• Kutipan Dokumen
^^^^
Tender Frekwensi 1.900 dan 2.300 Ghz
Pada Februari 2017, Rudiantara membuat pengumuman yang memang telah ditunggu oleh semua operator. Lelang frekwensi 2.100 dan 2.300 Ghz.
Chief RA mengatakan bahwa pihaknya siap untuk memajukan lelang Frekuensi 2.1 (10 Mhz) dan 2.3 (15 Mhz). Rencananya pada Maret 2017, pihaknya akan melakukan uji publik RPM mengenai lelang frekwensi dan membuka dokumen tender kepada publik. Diharapkan pada pertengahan 2017, pemenang tender frekuensi sudah akan diketahui.
Dalam perkembangannya, Rudiantara mengatakan RPM tersebut harus disempurnakan, sehingga harus ditunda hingga awal April 2017.
Sayangnya memasuki April 2017, PM yang ditunggu juga tak kunjung dibuka kepada publik. Imbasnya, kelanjutan dari rencana lelang di kedua frekwensi itu juga tak lagi terdengar hingga kini.
^^^^
• Daftar Catatan
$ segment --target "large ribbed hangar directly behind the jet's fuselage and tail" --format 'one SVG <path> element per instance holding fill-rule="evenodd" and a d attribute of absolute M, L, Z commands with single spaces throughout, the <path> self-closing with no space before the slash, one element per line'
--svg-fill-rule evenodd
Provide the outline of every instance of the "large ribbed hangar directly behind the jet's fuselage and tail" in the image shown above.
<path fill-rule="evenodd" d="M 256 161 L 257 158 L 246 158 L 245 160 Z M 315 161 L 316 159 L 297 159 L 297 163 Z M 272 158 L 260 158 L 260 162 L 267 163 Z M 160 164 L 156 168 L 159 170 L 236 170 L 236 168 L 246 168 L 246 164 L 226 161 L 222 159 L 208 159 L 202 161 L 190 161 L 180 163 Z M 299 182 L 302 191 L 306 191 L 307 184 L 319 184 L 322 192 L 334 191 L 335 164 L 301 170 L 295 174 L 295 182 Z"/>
^^^^
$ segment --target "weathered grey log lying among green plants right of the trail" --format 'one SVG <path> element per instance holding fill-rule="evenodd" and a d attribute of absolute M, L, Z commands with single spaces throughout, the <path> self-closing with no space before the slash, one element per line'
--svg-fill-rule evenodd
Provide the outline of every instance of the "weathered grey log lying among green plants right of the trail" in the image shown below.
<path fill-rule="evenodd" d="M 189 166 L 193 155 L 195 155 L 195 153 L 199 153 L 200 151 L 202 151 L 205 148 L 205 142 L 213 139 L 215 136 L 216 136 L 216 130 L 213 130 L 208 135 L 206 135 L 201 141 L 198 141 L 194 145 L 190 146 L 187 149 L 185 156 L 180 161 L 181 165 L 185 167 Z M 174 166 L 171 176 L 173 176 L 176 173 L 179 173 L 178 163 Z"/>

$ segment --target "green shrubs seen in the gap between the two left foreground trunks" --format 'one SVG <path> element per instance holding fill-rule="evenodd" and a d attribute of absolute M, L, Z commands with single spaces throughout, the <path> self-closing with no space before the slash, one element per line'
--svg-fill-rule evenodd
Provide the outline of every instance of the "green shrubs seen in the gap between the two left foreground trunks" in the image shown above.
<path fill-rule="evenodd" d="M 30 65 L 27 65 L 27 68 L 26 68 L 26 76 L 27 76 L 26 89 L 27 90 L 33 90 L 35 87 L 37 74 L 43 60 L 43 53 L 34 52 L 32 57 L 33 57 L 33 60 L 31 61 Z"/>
^^^^
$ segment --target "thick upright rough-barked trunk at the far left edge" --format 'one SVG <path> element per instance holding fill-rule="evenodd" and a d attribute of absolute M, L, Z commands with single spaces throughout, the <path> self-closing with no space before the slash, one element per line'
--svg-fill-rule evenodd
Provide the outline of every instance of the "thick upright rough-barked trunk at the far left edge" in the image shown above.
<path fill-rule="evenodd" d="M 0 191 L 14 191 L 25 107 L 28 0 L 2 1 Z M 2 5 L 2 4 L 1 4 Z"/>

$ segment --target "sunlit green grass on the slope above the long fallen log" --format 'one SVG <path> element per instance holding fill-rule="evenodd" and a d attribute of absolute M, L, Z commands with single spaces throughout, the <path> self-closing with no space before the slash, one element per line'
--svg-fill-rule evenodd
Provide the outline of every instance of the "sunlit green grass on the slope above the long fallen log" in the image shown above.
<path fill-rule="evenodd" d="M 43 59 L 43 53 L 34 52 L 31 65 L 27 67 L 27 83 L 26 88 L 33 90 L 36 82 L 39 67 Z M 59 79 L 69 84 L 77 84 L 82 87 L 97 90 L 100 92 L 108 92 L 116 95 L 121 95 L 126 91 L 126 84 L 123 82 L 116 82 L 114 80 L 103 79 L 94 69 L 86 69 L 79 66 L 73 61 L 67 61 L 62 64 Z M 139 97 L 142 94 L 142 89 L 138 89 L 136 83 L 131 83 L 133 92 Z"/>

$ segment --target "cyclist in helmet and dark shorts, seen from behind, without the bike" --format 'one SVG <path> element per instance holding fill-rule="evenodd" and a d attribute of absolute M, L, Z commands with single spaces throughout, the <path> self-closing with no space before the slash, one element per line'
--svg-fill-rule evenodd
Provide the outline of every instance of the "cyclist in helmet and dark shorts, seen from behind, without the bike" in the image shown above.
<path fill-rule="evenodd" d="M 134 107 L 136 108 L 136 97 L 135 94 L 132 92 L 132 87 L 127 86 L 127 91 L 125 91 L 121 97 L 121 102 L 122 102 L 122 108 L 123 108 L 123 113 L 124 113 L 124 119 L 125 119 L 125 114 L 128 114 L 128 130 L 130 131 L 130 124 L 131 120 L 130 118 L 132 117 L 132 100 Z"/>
^^^^
• Tugas
Ketik ulang kutipan tentang lelang frekuensi, semuanya mulai dari "Sayangnya memasuki April" sampai ke "terdengar hingga kini.", tanpa mengubah satu huruf pun.

• Jawaban Latihan
Sayangnya memasuki April 2017, PM yang ditunggu juga tak kunjung dibuka kepada publik. Imbasnya, kelanjutan dari rencana lelang di kedua frekwensi itu juga tak lagi terdengar hingga kini.